Deception, although having been linked to a number of observable behaviors and physiological reactions, cannot be directly measured. However, the arousal, cognitive load and self monitoring that may accompany deception can. Stress has long been associated with deceptive behavior during interrogation. It emanates from the brain center and manifests itself in the peripheral senses through a variety of physiological signatures [2][3]. It is through these cues that lie-catchers ferret out deception.

Trying to find non verbal indicators of deception has been of interest to the scientists for the last 30 years. Currently, the most successful and widespread system is the polygraph which monitors uncontrolled changes in heart rate and electro-dermal response, as a result of the subject's arousal to deceit. Contact sensors are placed on the subjects during interrogations. The resulting signals are then heuristically analyzed by experts [4]. Such a complex process comes with various disadvantages.

(a) The comfort of subjects is compromised, which is very important in psycho-physiology, as it is believed to contaminate the experiment [5].

(b) The person examined must be fairly cooperative and in close proximity to the device.

(c) The analysis of the polygraph results can be quite slow and labor intensive as it is manually performed by several experts who later cross exam their findings. The processing of a typical 10 minutes interrogation session may take several hours.

(d) In addition, due to the heuristic nature of the analysis, the outcome cannot be embraced with high confidence and always has a suggestive nature [6].

(e) Even though large companies and agencies pass some of their employees in certain positions through a polygraph examination, the latter is by no

(2)

means a procedure that could be used on all people holding sensitive information and would certainly not be used casually by law enforcement on their daily duties.

(f) Invasive procedures have by nature a limited use in our society where comfort levels of people are to be respected.

(Data)

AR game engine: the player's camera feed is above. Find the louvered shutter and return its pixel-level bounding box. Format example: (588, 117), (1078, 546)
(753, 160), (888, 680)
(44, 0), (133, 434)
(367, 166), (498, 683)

(What to do)
1 - Tell whether each statement below agrees with the text on detecting deception. Answer yes or no for each, and quote the deciding words of the text. (a) The polygraph tracks changes in heart rate and electro-dermal response. (b) The device analyzes polygraph results automatically. (c) Processing a typical 10-minute interrogation session can take several hours.
2 - From the text on detecting deception, write out everything from "(d) In addition, due" down to "their daily duties.", word for word.

(Answers to the tasks)
1 -
(a) Yes: "monitors uncontrolled changes in heart rate and electro-dermal response"
(b) No: "it is manually performed by several experts who later cross exam their findings"
(c) Yes: "The processing of a typical 10 minutes interrogation session may take several hours."

2 -
(d) In addition, due to the heuristic nature of the analysis, the outcome cannot be embraced with high confidence and always has a suggestive nature [6].

(e) Even though large companies and agencies pass some of their employees in certain positions through a polygraph examination, the latter is by no

(2)

means a procedure that could be used on all people holding sensitive information and would certainly not be used casually by law enforcement on their daily duties.